Exercise goal:
Can you reproduce each of the following records word for word, with no changes?

— START OF Entries supplied —

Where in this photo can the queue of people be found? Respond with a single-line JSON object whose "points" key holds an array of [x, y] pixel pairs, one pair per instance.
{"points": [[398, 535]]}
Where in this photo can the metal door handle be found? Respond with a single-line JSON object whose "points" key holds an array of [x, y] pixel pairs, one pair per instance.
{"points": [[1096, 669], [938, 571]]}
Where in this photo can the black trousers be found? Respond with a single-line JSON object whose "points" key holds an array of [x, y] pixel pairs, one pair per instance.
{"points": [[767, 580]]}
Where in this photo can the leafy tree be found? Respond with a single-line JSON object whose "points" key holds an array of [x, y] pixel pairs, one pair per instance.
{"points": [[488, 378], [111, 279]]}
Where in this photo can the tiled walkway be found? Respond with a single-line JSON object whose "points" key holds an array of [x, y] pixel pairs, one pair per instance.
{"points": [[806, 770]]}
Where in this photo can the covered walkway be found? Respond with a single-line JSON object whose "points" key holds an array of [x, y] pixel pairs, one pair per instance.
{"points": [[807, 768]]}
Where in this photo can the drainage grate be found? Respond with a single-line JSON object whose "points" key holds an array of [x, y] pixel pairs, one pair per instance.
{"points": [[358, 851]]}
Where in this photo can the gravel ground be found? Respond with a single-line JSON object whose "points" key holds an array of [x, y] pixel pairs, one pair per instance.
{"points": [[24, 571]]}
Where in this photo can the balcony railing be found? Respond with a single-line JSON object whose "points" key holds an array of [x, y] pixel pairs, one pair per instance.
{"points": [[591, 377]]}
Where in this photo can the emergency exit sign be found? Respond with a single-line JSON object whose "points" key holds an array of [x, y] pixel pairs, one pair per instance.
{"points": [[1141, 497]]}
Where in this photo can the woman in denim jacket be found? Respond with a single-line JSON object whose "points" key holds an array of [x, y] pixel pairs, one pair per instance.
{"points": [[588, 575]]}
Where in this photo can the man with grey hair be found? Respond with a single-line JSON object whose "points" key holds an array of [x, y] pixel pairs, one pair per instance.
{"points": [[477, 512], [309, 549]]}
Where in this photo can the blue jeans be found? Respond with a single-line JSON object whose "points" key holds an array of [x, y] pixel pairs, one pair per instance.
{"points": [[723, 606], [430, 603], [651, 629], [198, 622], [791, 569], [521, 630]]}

— END OF Entries supplied —

Result for this task:
Where in this photo can the queue of people be found? Respond with a single-line JSON object whose "points" key holds an array of [x, y] pixel pairs, one pair per instance.
{"points": [[398, 535]]}
Where in this photo can the metal door handle be found? Respond with a single-line JSON object whose "points" key holds an array of [x, y] pixel pairs, one pair per instance.
{"points": [[1096, 669], [938, 571]]}
Where in this photo can the black trousers be found? Respond with a single-line JSON object whose "points" key holds an array of [x, y] pixel pairs, one pair per instance.
{"points": [[767, 580]]}
Where in this photo can the leafy tree be found? Respond with a single-line JSON object whose "points" key holds an array of [x, y] pixel pairs, one pair per instance.
{"points": [[488, 378], [111, 279]]}
Where in this photo can the tiled walkway be found? Respond with a single-line JSON object whose "points" key holds an array of [x, y] pixel pairs, one pair per instance.
{"points": [[806, 770]]}
Where in this photo can the covered walkway be found? Respond with a single-line JSON object whose "points" key holds an array of [x, y] pixel pairs, one pair per instance.
{"points": [[807, 768]]}
Where in this photo can the drainage grate be found? Respond with a single-line JSON object whose "points" key holds an array of [x, y] pixel pairs, one pair per instance.
{"points": [[358, 851]]}
Where in this photo can the gravel ground be found? Respond with a single-line JSON object whose "points" key holds an array of [x, y] pixel pairs, one pair per instance.
{"points": [[24, 571]]}
Where in this photo can the balcony railing be found? Respond with a single-line JSON object whose "points" key holds an array of [x, y] pixel pairs, one pair per instance.
{"points": [[591, 377]]}
Where in this photo can the emergency exit sign be found? Respond with a single-line JSON object whose "points" key holds an array of [x, y] pixel pairs, one pair per instance.
{"points": [[1141, 497]]}
Where in this photo can the woman in denim jacket be found? Respond with a single-line JSON object whose "points" key holds an array of [x, y] pixel pairs, one pair per instance.
{"points": [[588, 575]]}
Where in this photo can the man with grey hair be found? Respond with a single-line JSON object whose "points" key holds an array of [x, y] pixel pairs, one pair per instance.
{"points": [[477, 512], [309, 549]]}
Where in this photo can the blue jeans be found? Respond with a single-line JSON object whose "points" key holds an array of [x, y] pixel pairs, one pair per instance.
{"points": [[723, 606], [430, 603], [651, 629], [198, 622], [791, 569], [521, 630]]}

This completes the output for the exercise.